◆ **THE PROBLEM**
Rewrite the listing below, switching every "pixel coordinates" to "x-y coordinates" and leaving everything else unchanged.

Data entries
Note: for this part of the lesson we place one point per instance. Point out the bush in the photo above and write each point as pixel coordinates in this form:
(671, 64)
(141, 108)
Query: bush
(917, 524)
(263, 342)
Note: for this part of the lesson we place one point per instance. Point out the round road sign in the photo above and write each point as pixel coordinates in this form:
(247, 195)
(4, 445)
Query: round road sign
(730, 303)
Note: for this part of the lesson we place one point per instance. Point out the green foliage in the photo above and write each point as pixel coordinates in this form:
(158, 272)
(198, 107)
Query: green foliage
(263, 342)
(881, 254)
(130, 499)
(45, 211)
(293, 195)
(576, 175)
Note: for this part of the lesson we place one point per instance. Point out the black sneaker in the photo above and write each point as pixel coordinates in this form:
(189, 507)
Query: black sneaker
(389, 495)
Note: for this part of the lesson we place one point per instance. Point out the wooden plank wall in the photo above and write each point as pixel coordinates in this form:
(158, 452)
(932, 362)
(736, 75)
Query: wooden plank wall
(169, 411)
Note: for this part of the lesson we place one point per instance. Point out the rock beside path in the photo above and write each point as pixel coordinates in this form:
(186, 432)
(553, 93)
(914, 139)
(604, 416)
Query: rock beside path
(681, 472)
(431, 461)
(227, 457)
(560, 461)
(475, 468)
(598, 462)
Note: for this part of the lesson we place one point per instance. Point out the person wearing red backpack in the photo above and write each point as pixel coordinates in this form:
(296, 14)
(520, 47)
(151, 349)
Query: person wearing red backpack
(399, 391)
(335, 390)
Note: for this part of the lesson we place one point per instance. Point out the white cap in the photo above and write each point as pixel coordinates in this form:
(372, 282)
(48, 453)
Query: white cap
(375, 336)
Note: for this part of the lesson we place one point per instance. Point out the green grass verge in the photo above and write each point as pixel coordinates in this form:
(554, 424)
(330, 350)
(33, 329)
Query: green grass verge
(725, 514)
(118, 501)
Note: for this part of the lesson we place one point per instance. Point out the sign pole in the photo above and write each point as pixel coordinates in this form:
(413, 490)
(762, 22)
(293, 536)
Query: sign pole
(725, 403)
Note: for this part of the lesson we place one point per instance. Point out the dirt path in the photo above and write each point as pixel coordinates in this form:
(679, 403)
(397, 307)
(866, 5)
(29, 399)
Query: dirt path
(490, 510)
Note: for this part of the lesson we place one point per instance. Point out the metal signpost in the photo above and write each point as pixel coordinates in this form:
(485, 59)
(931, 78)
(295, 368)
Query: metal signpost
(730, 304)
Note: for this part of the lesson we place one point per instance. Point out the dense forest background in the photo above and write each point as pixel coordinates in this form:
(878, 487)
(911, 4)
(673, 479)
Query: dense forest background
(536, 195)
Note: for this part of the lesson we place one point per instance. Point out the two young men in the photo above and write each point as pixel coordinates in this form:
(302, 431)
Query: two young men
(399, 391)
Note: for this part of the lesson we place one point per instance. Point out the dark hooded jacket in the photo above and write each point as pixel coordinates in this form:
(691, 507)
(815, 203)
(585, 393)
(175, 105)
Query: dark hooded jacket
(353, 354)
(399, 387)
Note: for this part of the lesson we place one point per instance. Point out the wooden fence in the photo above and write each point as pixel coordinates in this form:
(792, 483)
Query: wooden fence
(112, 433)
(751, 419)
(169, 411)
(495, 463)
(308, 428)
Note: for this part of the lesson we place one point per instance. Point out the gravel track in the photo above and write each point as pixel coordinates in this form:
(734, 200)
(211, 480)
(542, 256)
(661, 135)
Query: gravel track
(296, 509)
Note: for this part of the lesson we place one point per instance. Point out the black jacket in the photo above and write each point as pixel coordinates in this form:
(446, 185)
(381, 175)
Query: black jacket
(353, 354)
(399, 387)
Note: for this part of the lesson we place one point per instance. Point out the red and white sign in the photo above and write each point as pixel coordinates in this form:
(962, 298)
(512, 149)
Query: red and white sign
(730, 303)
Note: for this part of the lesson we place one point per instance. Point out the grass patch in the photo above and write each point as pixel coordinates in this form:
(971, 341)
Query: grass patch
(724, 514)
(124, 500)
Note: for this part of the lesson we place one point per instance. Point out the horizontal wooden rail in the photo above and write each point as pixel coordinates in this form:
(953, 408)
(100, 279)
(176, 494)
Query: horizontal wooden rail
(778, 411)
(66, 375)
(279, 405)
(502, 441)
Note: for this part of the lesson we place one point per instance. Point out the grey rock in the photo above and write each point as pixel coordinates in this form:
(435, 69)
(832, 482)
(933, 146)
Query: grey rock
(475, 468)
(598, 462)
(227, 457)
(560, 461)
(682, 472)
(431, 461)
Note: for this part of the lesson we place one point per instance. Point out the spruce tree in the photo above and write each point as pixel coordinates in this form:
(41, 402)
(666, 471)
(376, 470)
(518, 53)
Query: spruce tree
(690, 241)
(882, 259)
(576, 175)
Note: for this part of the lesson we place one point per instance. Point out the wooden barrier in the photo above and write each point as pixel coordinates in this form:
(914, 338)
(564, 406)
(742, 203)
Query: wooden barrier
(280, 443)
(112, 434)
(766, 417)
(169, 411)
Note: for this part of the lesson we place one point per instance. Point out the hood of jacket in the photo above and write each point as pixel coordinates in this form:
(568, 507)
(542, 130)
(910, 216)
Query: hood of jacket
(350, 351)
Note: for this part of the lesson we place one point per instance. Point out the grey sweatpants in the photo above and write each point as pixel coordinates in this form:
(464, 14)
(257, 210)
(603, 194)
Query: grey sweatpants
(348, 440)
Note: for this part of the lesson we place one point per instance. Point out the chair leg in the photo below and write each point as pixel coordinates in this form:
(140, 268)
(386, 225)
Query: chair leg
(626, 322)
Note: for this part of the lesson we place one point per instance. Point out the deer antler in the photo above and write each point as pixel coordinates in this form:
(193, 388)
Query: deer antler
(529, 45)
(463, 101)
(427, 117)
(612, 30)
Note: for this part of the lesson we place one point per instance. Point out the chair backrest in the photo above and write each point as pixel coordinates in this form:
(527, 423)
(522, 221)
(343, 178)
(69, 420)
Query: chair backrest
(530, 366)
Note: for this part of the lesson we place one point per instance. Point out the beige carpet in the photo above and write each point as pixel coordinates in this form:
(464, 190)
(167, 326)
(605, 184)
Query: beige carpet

◆ **EXERCISE ANSWER**
Note: for this part of the lesson we place one point per instance. Point out the bush in the photo above and write each point as x-y coordinates in this form:
(671, 64)
(141, 108)
Query: bush
(917, 524)
(263, 342)
Note: for this part of the lesson we place one point per instance. Point out the round road sign in the photo above and write each point as x-y coordinates in this form:
(247, 195)
(4, 445)
Query: round road sign
(730, 303)
Note: for this part of the lesson we place one point per instance. Point out the green foliage in the photo above and write each point as x-y coordinates in this form:
(158, 272)
(198, 107)
Query: green foliage
(263, 342)
(881, 254)
(130, 499)
(45, 211)
(293, 195)
(576, 175)
Note: for this part of the lesson we place one point per instance. Point out the black sneaker in the photo above and write each point as x-y coordinates in this form:
(189, 507)
Query: black sneaker
(389, 495)
Note: for this part of the lesson we place one point per instance. Point out the wooden plank wall in the photo above and write each point as x-y coordinates in this form:
(158, 452)
(932, 362)
(736, 75)
Query: wooden plank wall
(169, 411)
Note: for this part of the lesson we place one point per instance. Point out the rock beside path in the photo above and write each point as x-y coordinates in this form:
(186, 432)
(553, 93)
(914, 139)
(604, 416)
Query: rock beside path
(681, 472)
(431, 461)
(227, 457)
(560, 461)
(475, 468)
(598, 462)
Note: for this part of the lesson we place one point per instance. Point out the person wearing red backpack in the photo above and write each point as x-y coordinates in this form:
(296, 14)
(520, 47)
(151, 349)
Query: person wearing red backpack
(399, 391)
(335, 390)
Note: for this part of the lesson we place one point per instance. Point out the white cap in the photo above and write each point as x-y coordinates in this form:
(372, 282)
(48, 453)
Query: white cap
(375, 336)
Note: for this part of the lesson we place one point per instance. Point out the green grass verge in the photo above and write each point as x-y coordinates in this form:
(554, 424)
(330, 350)
(33, 329)
Query: green grass verge
(725, 514)
(118, 501)
Note: for this part of the lesson we place one point per instance. Point out the sign pole in the photo above and write each point as x-y coordinates in this form:
(413, 490)
(762, 22)
(293, 536)
Query: sign pole
(725, 403)
Note: for this part of the lesson we place one point per instance. Point out the dirt path in the photo above and write each point as x-y coordinates in this form:
(679, 403)
(397, 307)
(866, 5)
(29, 399)
Query: dirt path
(490, 510)
Note: for this part of the lesson we place one point per instance. Point out the metal signpost in the photo above and write each point as x-y coordinates in this form:
(485, 59)
(931, 78)
(295, 368)
Query: metal signpost
(730, 304)
Note: for this part of the lesson we place one point per instance. Point out the dense forest background in the photo above and write each point as x-y coordinates in this form:
(878, 487)
(911, 4)
(673, 479)
Query: dense forest background
(536, 195)
Note: for this part of the lesson we place one point per instance. Point out the two young men in the photo above and write each point as x-y coordinates in this form:
(302, 431)
Query: two young men
(399, 391)
Note: for this part of the lesson we place one point per instance. Point out the dark hooded jacket in the photo above and write each point as x-y coordinates in this form:
(691, 507)
(815, 203)
(585, 393)
(175, 105)
Query: dark hooded jacket
(353, 354)
(399, 387)
Note: for this part of the lesson we place one point per instance. Point out the wooden fence in the photo above and write each point as x-y coordinates in this form:
(792, 483)
Query: wooden fence
(112, 433)
(751, 419)
(169, 411)
(495, 463)
(308, 428)
Note: for this part of the lesson we place one point per instance. Point out the gravel track in the photo above and write each point as x-y coordinates in this form:
(734, 200)
(211, 480)
(542, 256)
(661, 135)
Query: gravel track
(296, 509)
Note: for this part of the lesson we place one point per instance. Point out the black jacket in the photo above and write each point as x-y coordinates in this form:
(446, 185)
(381, 175)
Query: black jacket
(353, 354)
(399, 387)
Note: for this part of the lesson we place one point per instance. Point out the red and white sign in the photo above and write each point as x-y coordinates in this form:
(962, 298)
(512, 149)
Query: red and white sign
(730, 303)
Note: for this part of the lesson we place one point per instance. Point out the grass patch in the photo above and write each point as x-y coordinates in this form:
(971, 341)
Query: grass patch
(724, 514)
(124, 500)
Note: for this part of the lesson we place one point per instance. Point out the horizontal wooden rail in the photo above and write each point as x-y coordinates in this form:
(953, 408)
(100, 279)
(176, 494)
Query: horizontal wooden rail
(778, 411)
(66, 375)
(279, 405)
(502, 441)
Note: for this part of the lesson we place one point per instance. Point out the grey rock in the photo above and write each point as x-y coordinates in this form:
(435, 69)
(832, 482)
(933, 146)
Query: grey rock
(475, 468)
(598, 462)
(227, 457)
(560, 461)
(682, 472)
(431, 461)
Note: for this part of the lesson we place one point per instance. Point out the spruce tree in the photo above and write each point as x-y coordinates in this form:
(41, 402)
(666, 471)
(376, 470)
(518, 53)
Query: spruce tree
(690, 241)
(882, 259)
(576, 175)
Note: for this part of the lesson we place one point per instance. Point out the wooden barrier in the photo above and write each point as x-y coordinates in this form:
(914, 338)
(564, 406)
(742, 203)
Query: wooden barrier
(280, 443)
(112, 434)
(766, 417)
(169, 411)
Note: for this part of the lesson we place one point per instance. Point out the hood of jacket in the photo above and write each point as x-y coordinates in this form:
(568, 507)
(542, 130)
(910, 216)
Query: hood of jacket
(350, 351)
Note: for this part of the lesson we place one point per instance. Point out the grey sweatpants in the photo above and write each point as x-y coordinates in this form:
(464, 14)
(257, 210)
(603, 194)
Query: grey sweatpants
(348, 440)
Note: for this part of the lesson we place one point per instance. Point out the chair leg in the photo below and write each point as x-y coordinates in this form:
(140, 268)
(386, 225)
Query: chair leg
(626, 322)
Note: for this part of the lesson we place one point per instance. Point out the deer antler in the photo above and write each point as x-y coordinates in this form:
(193, 388)
Query: deer antler
(529, 45)
(463, 101)
(427, 117)
(612, 30)
Note: for this part of the lesson we place one point per instance. Point out the chair backrest in the photo above and write each point as x-y coordinates in this form:
(527, 423)
(522, 221)
(343, 178)
(69, 420)
Query: chair backrest
(530, 366)
Note: for this part of the lesson we place one point per instance. Point out the beige carpet in the photo above and write each point as x-y coordinates in this form:
(464, 190)
(167, 326)
(605, 184)
Query: beige carpet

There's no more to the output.